Task input
"""

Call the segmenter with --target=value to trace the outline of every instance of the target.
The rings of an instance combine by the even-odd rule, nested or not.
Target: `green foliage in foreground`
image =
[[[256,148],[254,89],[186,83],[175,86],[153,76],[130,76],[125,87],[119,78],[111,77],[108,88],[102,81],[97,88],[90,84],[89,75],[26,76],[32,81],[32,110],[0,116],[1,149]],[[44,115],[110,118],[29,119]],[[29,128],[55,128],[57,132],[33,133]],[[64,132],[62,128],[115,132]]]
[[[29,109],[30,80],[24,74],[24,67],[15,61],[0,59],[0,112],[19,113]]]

"""

What is required
Reproduce all of the material above, requests included, with every coordinate in the answers multiplied by 2.3 and rounded to the nearest whole number, halves rounding up.

Response to the task
Call the segmenter with --target=value to trace the outline of every instance of the target.
The rings of an instance combine by the even-odd rule, nested or not.
Target: `green foliage in foreground`
image =
[[[589,340],[584,205],[428,191],[403,198],[352,175],[299,175],[288,200],[274,179],[255,177],[248,202],[235,186],[223,202],[207,193],[205,173],[60,175],[74,186],[74,253],[0,267],[2,343]],[[101,265],[253,271],[67,274]],[[67,294],[127,294],[131,304],[76,306]],[[147,304],[143,294],[265,304]]]
[[[67,251],[69,184],[55,170],[55,154],[35,140],[0,136],[0,258],[44,260]]]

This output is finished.